**What you should do:** Rewrite the listing below, swapping "photo" for "image" wherever it occurs and keeping everything else the same. Leave out the pictures.

**Dataset content:**

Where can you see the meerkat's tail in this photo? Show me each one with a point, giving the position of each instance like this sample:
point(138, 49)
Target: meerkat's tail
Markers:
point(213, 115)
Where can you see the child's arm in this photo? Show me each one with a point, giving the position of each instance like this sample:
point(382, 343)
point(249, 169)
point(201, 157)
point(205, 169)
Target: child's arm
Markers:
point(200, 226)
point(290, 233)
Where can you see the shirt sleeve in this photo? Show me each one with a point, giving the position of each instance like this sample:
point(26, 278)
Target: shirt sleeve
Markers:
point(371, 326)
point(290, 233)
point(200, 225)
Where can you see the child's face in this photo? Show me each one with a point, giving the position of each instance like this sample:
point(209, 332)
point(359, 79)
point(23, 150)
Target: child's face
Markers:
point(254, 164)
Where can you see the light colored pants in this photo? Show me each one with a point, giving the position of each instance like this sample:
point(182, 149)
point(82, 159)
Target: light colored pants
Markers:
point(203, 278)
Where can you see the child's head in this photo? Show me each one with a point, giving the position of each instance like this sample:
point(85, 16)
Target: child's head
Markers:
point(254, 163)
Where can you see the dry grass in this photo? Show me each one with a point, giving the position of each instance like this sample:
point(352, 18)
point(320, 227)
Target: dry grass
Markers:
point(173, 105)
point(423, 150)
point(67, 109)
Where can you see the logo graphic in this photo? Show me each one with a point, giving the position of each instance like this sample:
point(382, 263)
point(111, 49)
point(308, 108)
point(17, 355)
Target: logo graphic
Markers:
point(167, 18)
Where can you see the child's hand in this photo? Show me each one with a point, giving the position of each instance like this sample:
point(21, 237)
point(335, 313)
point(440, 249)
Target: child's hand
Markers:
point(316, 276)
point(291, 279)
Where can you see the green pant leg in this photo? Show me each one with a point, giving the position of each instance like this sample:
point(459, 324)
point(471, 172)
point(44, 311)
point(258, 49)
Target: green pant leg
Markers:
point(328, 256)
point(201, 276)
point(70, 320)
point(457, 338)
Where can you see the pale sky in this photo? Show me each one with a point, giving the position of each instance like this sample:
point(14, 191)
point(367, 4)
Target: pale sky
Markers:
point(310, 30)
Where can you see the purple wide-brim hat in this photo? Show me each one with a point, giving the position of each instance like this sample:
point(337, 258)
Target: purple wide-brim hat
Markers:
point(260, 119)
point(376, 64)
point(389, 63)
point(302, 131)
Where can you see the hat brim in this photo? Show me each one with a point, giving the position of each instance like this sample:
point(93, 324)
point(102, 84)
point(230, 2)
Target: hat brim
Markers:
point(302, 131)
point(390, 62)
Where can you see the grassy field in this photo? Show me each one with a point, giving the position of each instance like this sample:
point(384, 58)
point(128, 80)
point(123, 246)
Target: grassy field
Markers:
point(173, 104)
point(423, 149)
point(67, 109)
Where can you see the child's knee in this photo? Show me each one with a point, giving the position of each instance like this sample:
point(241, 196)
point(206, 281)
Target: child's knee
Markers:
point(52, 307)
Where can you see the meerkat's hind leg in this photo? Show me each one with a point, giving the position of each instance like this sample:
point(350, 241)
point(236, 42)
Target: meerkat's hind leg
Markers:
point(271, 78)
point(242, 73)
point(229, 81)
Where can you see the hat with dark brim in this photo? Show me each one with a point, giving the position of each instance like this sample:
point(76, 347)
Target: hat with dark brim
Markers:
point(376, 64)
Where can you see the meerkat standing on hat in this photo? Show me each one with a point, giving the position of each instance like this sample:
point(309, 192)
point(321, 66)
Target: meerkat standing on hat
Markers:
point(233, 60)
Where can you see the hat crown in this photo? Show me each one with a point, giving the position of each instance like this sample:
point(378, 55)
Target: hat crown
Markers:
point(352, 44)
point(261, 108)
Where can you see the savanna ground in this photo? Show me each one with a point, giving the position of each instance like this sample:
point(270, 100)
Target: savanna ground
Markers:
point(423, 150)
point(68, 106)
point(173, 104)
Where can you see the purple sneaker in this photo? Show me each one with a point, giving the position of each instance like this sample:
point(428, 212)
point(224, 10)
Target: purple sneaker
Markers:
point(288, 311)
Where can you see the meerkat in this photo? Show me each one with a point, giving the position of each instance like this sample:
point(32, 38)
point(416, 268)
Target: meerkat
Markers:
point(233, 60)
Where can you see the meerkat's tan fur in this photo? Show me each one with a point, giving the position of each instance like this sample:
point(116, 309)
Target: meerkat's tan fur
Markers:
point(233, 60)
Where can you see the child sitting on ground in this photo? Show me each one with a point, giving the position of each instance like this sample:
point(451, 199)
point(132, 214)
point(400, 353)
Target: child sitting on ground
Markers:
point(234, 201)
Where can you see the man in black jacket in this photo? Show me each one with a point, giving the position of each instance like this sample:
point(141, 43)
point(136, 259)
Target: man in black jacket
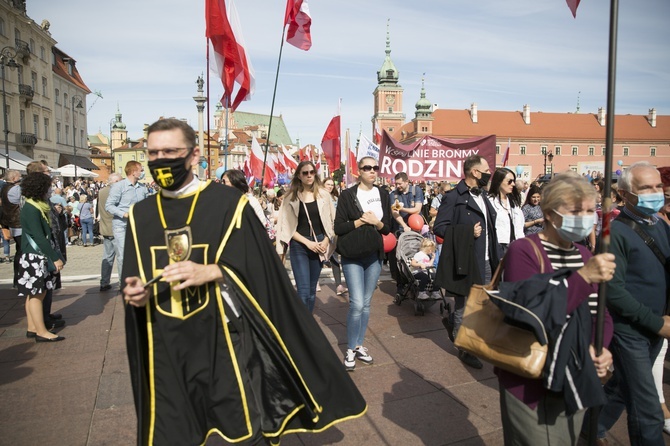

**The response:**
Where can you see the meerkat's tail in this image? Show me each one with a point, giving the position of each instance like this sample:
point(138, 49)
Target: meerkat's tail
Markers:
point(213, 115)
Where can you see the child's arm in this image? Show me each one with a point, giving the position of each instance like this sample:
point(382, 343)
point(249, 169)
point(201, 157)
point(205, 169)
Target: child's arm
Markers:
point(200, 226)
point(290, 233)
Where can you see the shirt sleeve in this image? Show me each one with a point, giving the position of each instance like this sample:
point(26, 278)
Target: shirt sleeve
Markers:
point(371, 326)
point(290, 233)
point(200, 225)
Where can you see the child's face in this image? Show me each one with a point, giving the position of each instance like this sample:
point(209, 332)
point(359, 79)
point(23, 150)
Target: child's face
Markers:
point(254, 164)
Where can you see the light colored pants in this image? Show me each one with a point, giving the position of each instance like this sample:
point(182, 149)
point(82, 159)
Target: light colored pants
Markers:
point(203, 278)
Where can you see the child's head in this image? Show me each one with a point, giving the position of each instance like this sample:
point(85, 16)
Target: child's head
Markers:
point(254, 163)
Where can you see the dry grass in this image? Show me each one with a point, giving the position of each instance like this sample:
point(352, 18)
point(320, 227)
Target: dry grass
Markers:
point(173, 105)
point(423, 150)
point(67, 109)
Where can you see the logo graphic in this image? Show me each one with a point, giving the position of each instance like this sample:
point(382, 263)
point(111, 49)
point(308, 108)
point(17, 355)
Target: logo graphic
Markers:
point(167, 18)
Where can you see the child's hand in this image? Show me each one with a point, giving the position of each instance like this sample:
point(21, 237)
point(335, 313)
point(440, 249)
Target: child's hand
Markers:
point(316, 276)
point(291, 279)
Where can you see the green pant leg in this image? Show me each one with a point, giving the position of each instance like this sample:
point(459, 324)
point(471, 172)
point(44, 311)
point(258, 49)
Target: green pant leg
Markers:
point(328, 256)
point(201, 276)
point(70, 320)
point(457, 338)
Where can you see the pale sky in this image? Show me each one with a point, giving the position of each instance like this sample:
point(14, 191)
point(367, 4)
Target: pale sky
Markers:
point(310, 30)
Where can you see the purple wide-brim hat in this image? Show me each one with a point, giving the position of each instance like this sample:
point(337, 258)
Target: purple wide-brim hat
Markers:
point(260, 119)
point(376, 64)
point(389, 63)
point(302, 131)
Where can you see the hat brim in this image? Show me each one with a point, giving the position of each instance like this sample:
point(93, 324)
point(102, 84)
point(230, 2)
Target: hat brim
Markers:
point(302, 131)
point(390, 62)
Where can you see the grassy field in this image? Show me each one with a point, giving the position of each instance like this sample:
point(384, 58)
point(128, 80)
point(123, 246)
Target: grassy field
Markers:
point(173, 104)
point(423, 149)
point(67, 109)
Where can you see the child's knee in this image? Show me each one with a point, giving the position of each instance like this sample:
point(241, 196)
point(206, 281)
Target: child's knee
Markers:
point(52, 307)
Where can you see the meerkat's hind leg in this image? Show me each one with a point, giving the position of each instance like this sample:
point(350, 241)
point(236, 42)
Target: meerkat's hind leg
Markers:
point(271, 78)
point(242, 73)
point(229, 81)
Where can you see the hat with dark brim in this image? Show me each one with a point, giving the position of each instance like this sample:
point(76, 347)
Target: hat with dark brim
Markers:
point(376, 64)
Where can you see the meerkat standing on hat in this image? Show me each one with a point, giving the position of each instance like this sample:
point(309, 192)
point(321, 66)
Target: meerkat standing on hat
Markers:
point(233, 60)
Where can you see the hat crown in this image? Show me each one with a point, giving the position of each instance like this sample:
point(378, 55)
Target: hat crown
Markers:
point(352, 44)
point(261, 108)
Where can you see the savanna ground in this image? Show me each one with a point, giving the position of each instance like this sample:
point(270, 100)
Target: savanna ground
Markers:
point(423, 150)
point(68, 106)
point(173, 104)
Where can you see the purple sneaker in this image? Show me each one with a point, giving the position of each instance like this sample:
point(428, 212)
point(224, 10)
Target: purple sneaker
Markers:
point(288, 311)
Where can you see the meerkat in this image? Show me each one with a point, giving the position of each instance like this sample:
point(32, 38)
point(416, 268)
Target: meerkat
Markers:
point(233, 60)
Where can you see the meerkat's tan fur in this image? Show me each one with a point, giving the position of each instance like this sample:
point(116, 309)
Target: meerkat's tan fur
Markers:
point(233, 60)
Where can you see the child sitting on ground in this image? Show me each one with a point, giving the position of each instance like this sample:
point(451, 199)
point(132, 214)
point(400, 353)
Target: child sitting on ground
Markers:
point(234, 201)
Where can you see the man in black jacket in this image? Show me each one with a point, giving the position of each instance like this sample:
point(141, 43)
point(136, 259)
Target: man in black jacket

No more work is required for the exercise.